◆ Problem to solve
Please edit the data below by writing it out again with "single marker" replaced by "single point" and everything else unchanged. Leave the pictures out.

◆ Given information
┄┄┄┄┄┄┄┄┄┄┄┄┄┄┄┄┄┄┄┄

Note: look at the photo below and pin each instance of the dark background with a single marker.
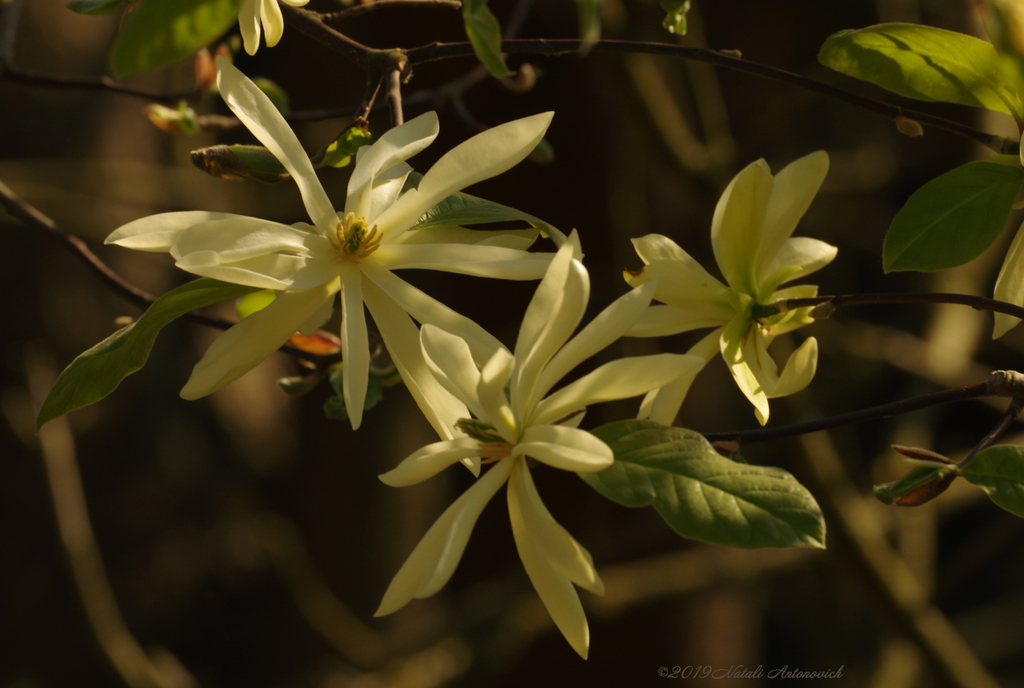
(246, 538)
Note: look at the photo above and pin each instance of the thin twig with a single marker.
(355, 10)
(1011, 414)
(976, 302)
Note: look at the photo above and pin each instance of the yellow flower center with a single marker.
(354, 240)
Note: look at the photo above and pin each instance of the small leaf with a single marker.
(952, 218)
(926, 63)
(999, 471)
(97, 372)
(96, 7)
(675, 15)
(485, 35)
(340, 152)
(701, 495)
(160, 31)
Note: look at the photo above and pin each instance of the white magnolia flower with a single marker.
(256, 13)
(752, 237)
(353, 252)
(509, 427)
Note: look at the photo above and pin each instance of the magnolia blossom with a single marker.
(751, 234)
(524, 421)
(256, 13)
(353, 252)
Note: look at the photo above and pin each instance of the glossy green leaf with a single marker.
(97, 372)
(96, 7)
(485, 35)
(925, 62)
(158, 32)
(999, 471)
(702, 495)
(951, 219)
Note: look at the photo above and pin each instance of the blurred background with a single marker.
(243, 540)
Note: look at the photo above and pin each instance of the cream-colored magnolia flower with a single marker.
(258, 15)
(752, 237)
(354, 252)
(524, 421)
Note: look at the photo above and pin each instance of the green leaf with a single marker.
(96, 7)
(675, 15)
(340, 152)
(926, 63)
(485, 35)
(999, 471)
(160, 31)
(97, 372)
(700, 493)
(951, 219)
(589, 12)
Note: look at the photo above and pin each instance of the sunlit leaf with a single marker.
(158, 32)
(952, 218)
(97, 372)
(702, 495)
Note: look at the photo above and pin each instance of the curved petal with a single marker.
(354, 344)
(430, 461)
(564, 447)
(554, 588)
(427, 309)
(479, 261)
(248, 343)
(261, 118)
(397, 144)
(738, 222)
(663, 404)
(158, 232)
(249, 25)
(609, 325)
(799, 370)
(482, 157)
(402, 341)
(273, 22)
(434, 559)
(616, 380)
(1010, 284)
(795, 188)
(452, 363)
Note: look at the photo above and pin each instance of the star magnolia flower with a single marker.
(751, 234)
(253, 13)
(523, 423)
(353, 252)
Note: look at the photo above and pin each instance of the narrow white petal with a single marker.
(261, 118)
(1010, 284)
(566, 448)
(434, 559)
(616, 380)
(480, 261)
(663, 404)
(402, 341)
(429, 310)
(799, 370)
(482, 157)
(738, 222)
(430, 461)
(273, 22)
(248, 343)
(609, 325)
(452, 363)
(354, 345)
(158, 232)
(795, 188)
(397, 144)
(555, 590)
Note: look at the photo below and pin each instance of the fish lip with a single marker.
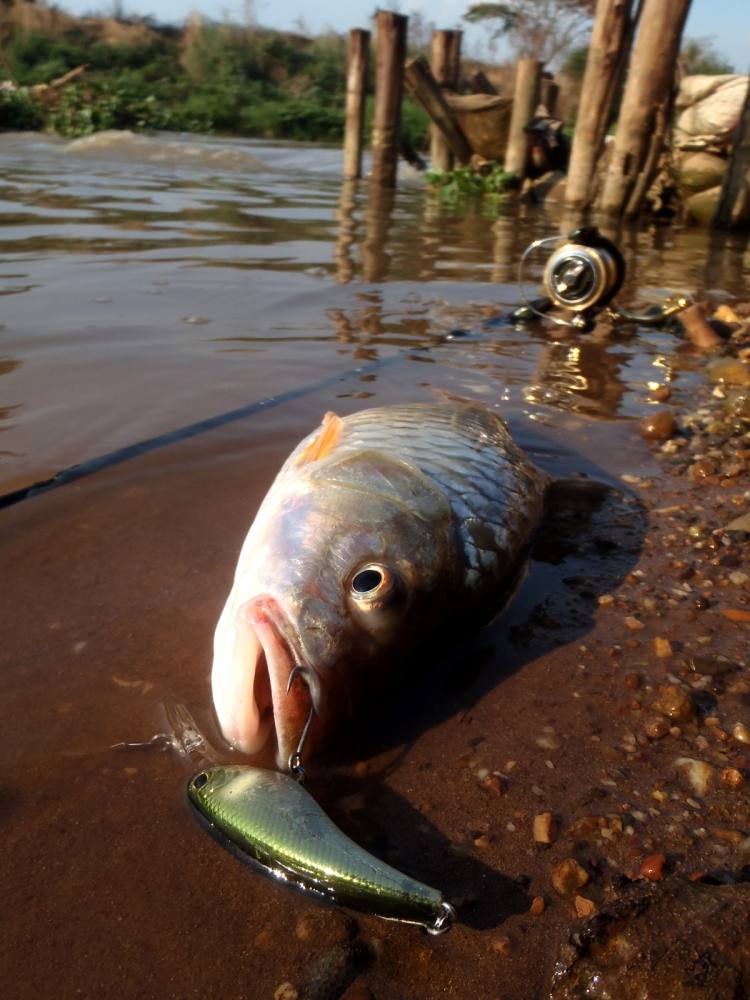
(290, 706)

┄┄┄┄┄┄┄┄┄┄┄┄┄┄┄┄┄┄┄┄

◆ Written answer
Note: look at the photo below and pin each instance of the dark background with a single point.
(246, 538)
Note: look at the photo above and pin each instance of the thin twig with a single point.
(355, 10)
(1011, 414)
(976, 302)
Note: look at the photo above and pin each instance of the yellow flower center with a single point.
(354, 240)
Note: look at the photo above and pin each instance of the small leaf with a single point.
(952, 218)
(926, 63)
(999, 471)
(97, 372)
(96, 7)
(675, 15)
(485, 35)
(340, 152)
(701, 495)
(160, 31)
Note: look at the photo above and pin each instance of the white magnolia flower with a single point.
(256, 13)
(752, 237)
(353, 252)
(509, 427)
Note: look at the photo above and pin each instance of the magnolia blossom with a single point.
(751, 234)
(524, 421)
(256, 13)
(353, 252)
Note: look at the photo above and pin each instance of the glossy green leaf with a single point.
(97, 372)
(96, 7)
(485, 35)
(925, 62)
(158, 32)
(999, 471)
(702, 495)
(951, 219)
Note: look at the photo above and pin each instance of the blurred background with a single point.
(243, 540)
Note: look at the photo above and pin each instance of the cream-colored magnolia flower with a single point.
(258, 15)
(752, 237)
(354, 252)
(524, 421)
Note: look at the photo above and pin each instance of the green leaf with a single point.
(96, 7)
(675, 15)
(340, 152)
(926, 63)
(485, 35)
(999, 471)
(160, 31)
(97, 372)
(700, 493)
(951, 219)
(589, 12)
Note: look at the photo above and pin each instance of the sunlit leaf with a single point.
(158, 32)
(952, 218)
(97, 372)
(702, 495)
Note: look at the photo above and pin each instance of the curved petal with a single point.
(354, 344)
(430, 461)
(564, 447)
(554, 588)
(427, 309)
(479, 261)
(248, 343)
(261, 118)
(397, 144)
(738, 222)
(663, 404)
(158, 232)
(249, 25)
(609, 325)
(799, 370)
(482, 157)
(402, 341)
(273, 22)
(434, 559)
(616, 380)
(1010, 284)
(795, 188)
(452, 363)
Note: look at the photo above and pin each instance of the star magnolia flower with a single point.
(751, 234)
(253, 13)
(523, 423)
(353, 252)
Note: look at the photo above and pin each instance of the narrow white petal with a single point.
(261, 118)
(1010, 284)
(566, 448)
(434, 559)
(616, 380)
(480, 261)
(663, 404)
(402, 341)
(429, 310)
(799, 370)
(482, 157)
(738, 222)
(430, 461)
(273, 22)
(248, 343)
(609, 325)
(452, 363)
(354, 345)
(158, 232)
(795, 188)
(397, 144)
(555, 590)
Note: look at the photo below and pin each instance of the fish lip with a single point.
(290, 706)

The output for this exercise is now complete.